Exercise:
Recast the lines between the one holding "of the pediment" and the one holding "[[34, 76], [761, 278], [561, 381]]", inclusive, as a Markdown table with columns Row and Line, numbering each row and skipping blank lines. Include only those lines.
╭─ Given records
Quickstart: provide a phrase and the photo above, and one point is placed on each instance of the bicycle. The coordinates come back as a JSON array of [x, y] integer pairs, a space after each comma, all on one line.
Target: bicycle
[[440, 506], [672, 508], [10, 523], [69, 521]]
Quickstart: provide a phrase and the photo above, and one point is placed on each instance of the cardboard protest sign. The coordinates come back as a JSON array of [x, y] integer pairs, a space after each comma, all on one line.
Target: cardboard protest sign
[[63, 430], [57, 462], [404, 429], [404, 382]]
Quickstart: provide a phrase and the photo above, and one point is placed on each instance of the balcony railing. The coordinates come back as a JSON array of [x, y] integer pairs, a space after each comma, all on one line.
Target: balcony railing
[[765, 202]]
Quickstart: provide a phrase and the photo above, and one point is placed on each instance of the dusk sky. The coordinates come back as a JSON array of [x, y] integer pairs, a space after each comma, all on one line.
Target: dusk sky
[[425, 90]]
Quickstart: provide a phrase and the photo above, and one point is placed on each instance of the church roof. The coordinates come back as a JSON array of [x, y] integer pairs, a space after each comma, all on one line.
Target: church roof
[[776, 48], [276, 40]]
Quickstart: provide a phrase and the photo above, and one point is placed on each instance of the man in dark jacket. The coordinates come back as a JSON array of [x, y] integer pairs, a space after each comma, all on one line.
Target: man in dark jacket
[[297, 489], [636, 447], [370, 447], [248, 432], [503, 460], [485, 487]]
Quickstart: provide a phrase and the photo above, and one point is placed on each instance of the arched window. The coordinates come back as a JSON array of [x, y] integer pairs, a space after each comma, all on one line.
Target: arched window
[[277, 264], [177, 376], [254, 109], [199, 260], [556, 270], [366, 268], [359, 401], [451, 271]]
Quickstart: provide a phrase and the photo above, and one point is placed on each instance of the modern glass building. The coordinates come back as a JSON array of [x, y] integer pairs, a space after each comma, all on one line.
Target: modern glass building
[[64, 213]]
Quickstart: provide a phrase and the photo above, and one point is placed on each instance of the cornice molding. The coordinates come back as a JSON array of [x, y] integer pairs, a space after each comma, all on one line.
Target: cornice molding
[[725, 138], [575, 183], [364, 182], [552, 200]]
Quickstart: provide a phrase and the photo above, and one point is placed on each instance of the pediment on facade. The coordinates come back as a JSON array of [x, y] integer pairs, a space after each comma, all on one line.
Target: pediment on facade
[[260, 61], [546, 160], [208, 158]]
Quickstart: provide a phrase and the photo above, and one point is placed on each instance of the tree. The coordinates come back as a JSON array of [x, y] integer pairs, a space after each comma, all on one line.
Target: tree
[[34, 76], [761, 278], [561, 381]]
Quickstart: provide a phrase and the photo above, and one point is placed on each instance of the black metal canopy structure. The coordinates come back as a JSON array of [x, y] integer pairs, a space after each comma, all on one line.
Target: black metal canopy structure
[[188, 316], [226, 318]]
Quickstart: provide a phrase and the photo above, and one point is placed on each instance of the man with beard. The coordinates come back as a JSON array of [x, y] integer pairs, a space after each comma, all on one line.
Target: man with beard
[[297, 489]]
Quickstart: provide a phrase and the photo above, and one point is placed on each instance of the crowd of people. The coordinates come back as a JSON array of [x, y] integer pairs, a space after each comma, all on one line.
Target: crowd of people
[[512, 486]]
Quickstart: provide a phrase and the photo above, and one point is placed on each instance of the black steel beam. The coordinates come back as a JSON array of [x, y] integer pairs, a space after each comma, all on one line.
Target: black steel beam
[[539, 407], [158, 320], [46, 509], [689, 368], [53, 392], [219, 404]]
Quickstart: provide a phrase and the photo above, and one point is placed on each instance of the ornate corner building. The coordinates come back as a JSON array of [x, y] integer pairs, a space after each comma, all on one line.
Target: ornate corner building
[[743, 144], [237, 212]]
╰─
Expected answer:
| Row | Line |
|---|---|
| 1 | Quickstart: provide a phrase and the photo above, and one point is placed on each instance of the pediment on facade. The coordinates come back as a JSON array of [x, y] integer pairs, a space after each comma, all on one line. |
| 2 | Target: pediment on facade |
| 3 | [[260, 61], [546, 160], [208, 158]] |
| 4 | Quickstart: provide a phrase and the photo above, and one point is placed on each instance of the tree. The coordinates come back as a JSON array of [x, y] integer pairs, a space after each comma, all on one line. |
| 5 | Target: tree |
| 6 | [[34, 76], [761, 278], [561, 381]] |